▶ **Directive**
Rewrite the entries below, putting "Mark" wherever "Annotate" appears and keeping everything else the same.

▶ **Entries provided**
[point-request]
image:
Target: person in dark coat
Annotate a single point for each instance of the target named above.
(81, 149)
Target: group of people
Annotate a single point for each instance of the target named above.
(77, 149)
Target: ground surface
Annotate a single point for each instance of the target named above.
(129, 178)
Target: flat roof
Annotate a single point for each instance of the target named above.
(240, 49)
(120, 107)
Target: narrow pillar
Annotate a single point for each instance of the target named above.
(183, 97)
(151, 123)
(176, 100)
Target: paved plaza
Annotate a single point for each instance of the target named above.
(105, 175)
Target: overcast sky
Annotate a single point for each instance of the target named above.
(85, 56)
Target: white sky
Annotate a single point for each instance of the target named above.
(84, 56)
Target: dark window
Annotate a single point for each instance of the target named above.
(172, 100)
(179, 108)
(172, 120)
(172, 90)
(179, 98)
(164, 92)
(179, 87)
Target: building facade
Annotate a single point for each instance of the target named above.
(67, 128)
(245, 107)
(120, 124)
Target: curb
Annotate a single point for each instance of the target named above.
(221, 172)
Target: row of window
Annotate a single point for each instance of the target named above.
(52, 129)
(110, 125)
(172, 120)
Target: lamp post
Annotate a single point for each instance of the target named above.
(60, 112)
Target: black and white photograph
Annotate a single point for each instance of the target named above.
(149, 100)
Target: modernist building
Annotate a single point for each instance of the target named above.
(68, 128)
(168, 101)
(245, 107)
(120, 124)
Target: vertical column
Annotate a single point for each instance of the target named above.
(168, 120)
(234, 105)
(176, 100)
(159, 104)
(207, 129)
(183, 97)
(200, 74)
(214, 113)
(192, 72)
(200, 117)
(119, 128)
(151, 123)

▶ **Written response**
[point-request]
image:
Target: person in dark coat
Mark a single point for each instance of the target named above.
(81, 149)
Target: group of people
Mark a single point for each instance of the target named above.
(77, 149)
Target: ground surface
Mark a single point for each instance of the target named above.
(129, 178)
Target: flat roof
Mark a single point for each instance of the target named above.
(240, 49)
(120, 107)
Target: narrow pillar
Mark a single point for each instance of the target named above.
(183, 97)
(151, 123)
(176, 100)
Target: paved plaza
Mark a single point for each instance of the target named above.
(105, 175)
Target: overcast sky
Mark a single point for each instance of the target named above.
(85, 56)
Target: white sky
Mark a single point for each instance of the target named above.
(84, 56)
Target: dark window
Mark a single point for each instance of the target named above.
(172, 100)
(179, 108)
(172, 120)
(172, 90)
(179, 98)
(164, 92)
(179, 87)
Target: building facade
Mark a single point for each instance of the target named above.
(67, 128)
(245, 107)
(120, 124)
Target: curb
Mark a single point for each instance of the target named above.
(221, 172)
Target: row of window
Mark a single point for each instance of the target named above.
(52, 129)
(110, 125)
(172, 120)
Target: lamp post
Mark a single point for each instance of the target named above.
(60, 112)
Target: black and white photograph
Mark a single point for each instance of the target named above.
(149, 100)
Target: modernist building
Mark a single point for each instance of the target named above.
(68, 128)
(168, 101)
(245, 107)
(120, 124)
Target: vertical column
Mark a single point for each instance of the target named above.
(168, 120)
(234, 105)
(176, 100)
(159, 104)
(207, 129)
(183, 97)
(200, 74)
(214, 113)
(192, 72)
(200, 117)
(119, 128)
(151, 123)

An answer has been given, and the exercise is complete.